PAGE EXCERPT ->
◇ ◇ ◇

It finally found expression in a creative writing course at the Willoughby Arts Centre. Though the end result, my falling in love with the teacher, the late poet Dorothy Porter, and she with me, certainly hadn’t figured in anyone’s concept of my destiny.  Once the considerable dust had settled, Dorothy and I moved to the Blue Mountains, to a small fibro cottage in Mount Victoria, where I wrote my first short story, The Plain Clothes Man, published by Bruce Pascoe in Australian Short Stories. When Bruce asked for more, I began a collection of what I told myself were linked short stories but which soon found a life of its own in the form of The Factory.

I had almost finished work on my second novel, One Way Mirrors, set in the white middle-class suburbs of Johannesburg, a milieu I knew only too well, when what I thought was an enduring relationship came to an abrupt and painful end. Not that the love ceased, but the fidelity.

Licking my not inconsiderable wounds, I met my present partner, Sarah, in  a perfect match of opposites, the year I turned forty, at a dinner party hosted by the then literary editor of Sydney Morning Herald. A chance encounter that seemed to augur well for the future, more than borne out after almost thirty years of a shared life overflowing with novels-in-progress, arts and animals, good food and friends, travel and gardens, house renovations, children and grandchildren, the latter now living in close proximity.  Settled once more in a small close-knit community, surrounded by family, one might ask whether I have come full circle.  All I can say with any certainty is that I have come far, far further than I ever dreamed of. And that rather than a circle, my life owes far more to the arabesque, that exquisite pattern of lines that briefly intertwine only to once more flow on.

◇ ◇ ◇

SOURCE DATA ->
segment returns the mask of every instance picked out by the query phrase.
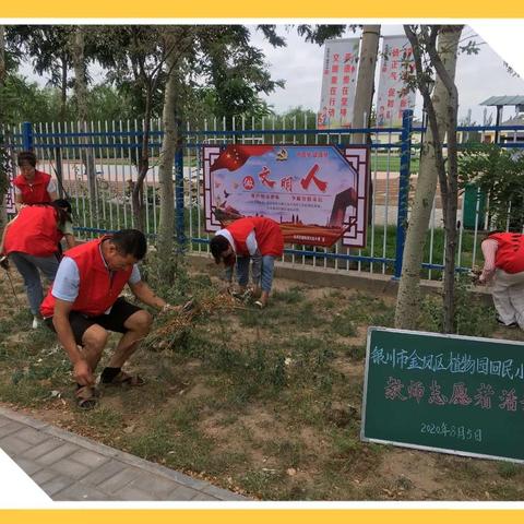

◇ ◇ ◇

GIVEN EXERCISE 1 -> In the memoir excerpt, where did the writer write the first short story, The Plain Clothes Man?
GIVEN EXERCISE 2 -> Using the memoir excerpt, explain why the writer compares their life to an arabesque instead of a circle.
The material is not needed here.

EXERCISE ANSWER 1 -> In a small fibro cottage in Mount Victoria, in the Blue Mountains.

EXERCISE ANSWER 2 -> The writer can say with certainty only that they have come far further than they ever dreamed. The arabesque fits better because it is an exquisite pattern of lines that briefly intertwine and then flow on again.